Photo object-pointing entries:

⟨

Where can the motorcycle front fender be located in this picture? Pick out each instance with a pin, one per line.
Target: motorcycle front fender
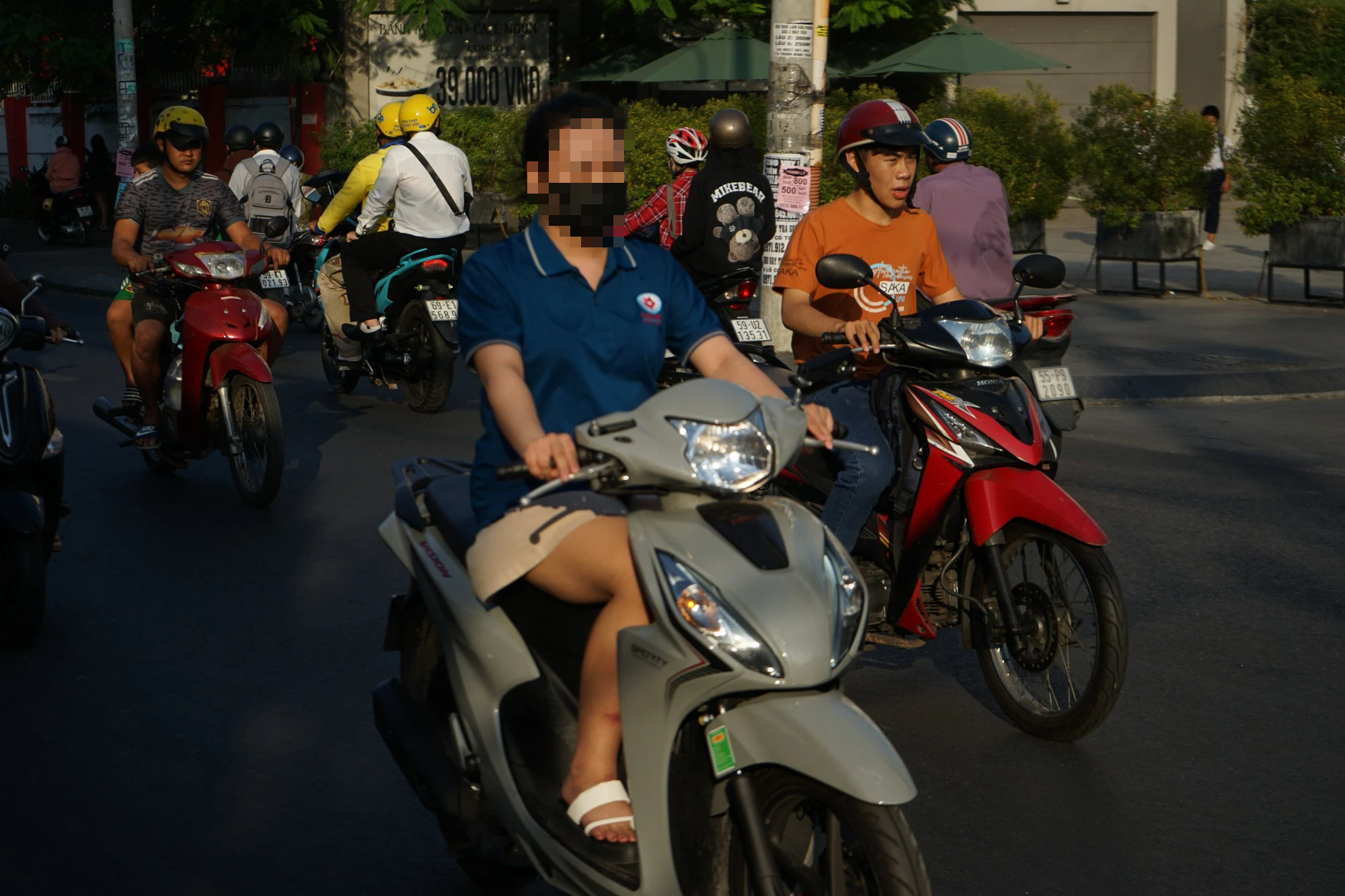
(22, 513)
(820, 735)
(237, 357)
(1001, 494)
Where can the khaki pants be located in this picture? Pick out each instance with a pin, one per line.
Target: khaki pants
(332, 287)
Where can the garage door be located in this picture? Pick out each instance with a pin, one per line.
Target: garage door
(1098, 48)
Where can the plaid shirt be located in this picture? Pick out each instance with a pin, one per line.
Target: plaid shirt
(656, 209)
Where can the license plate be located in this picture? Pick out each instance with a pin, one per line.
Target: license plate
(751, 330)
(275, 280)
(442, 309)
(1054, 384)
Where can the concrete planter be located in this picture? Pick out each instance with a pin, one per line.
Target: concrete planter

⟩

Convert every line of the entries above into a single numbered list. Drop blank lines and leave the pictures out.

> _TASK ANSWER_:
1. Where can the motorcycle front fender be located in this picture? Pick out each instance with a pin, one per line.
2. Target: motorcycle front fender
3. (22, 513)
4. (820, 735)
5. (237, 357)
6. (1001, 494)
7. Where can the khaki pants be located in this picture? Pick out each instance with a pin, one per line.
8. Target: khaki pants
9. (332, 287)
10. Where can the garage door be located in this picture? Pick out each instance with a pin, one per line.
11. Target: garage door
12. (1098, 48)
13. Where can the plaid shirt be located in this picture? Pick out each instance with a pin, one per line.
14. Target: plaid shirt
15. (656, 209)
16. Where can the license plate be located in this picture? Pick out each instance with a pin, one per line.
17. Target: license plate
18. (751, 330)
19. (275, 280)
20. (442, 309)
21. (1054, 384)
22. Where can the concrete planter be located in this picture? Pick out each instance with a pin, one per line.
23. Target: concrete planter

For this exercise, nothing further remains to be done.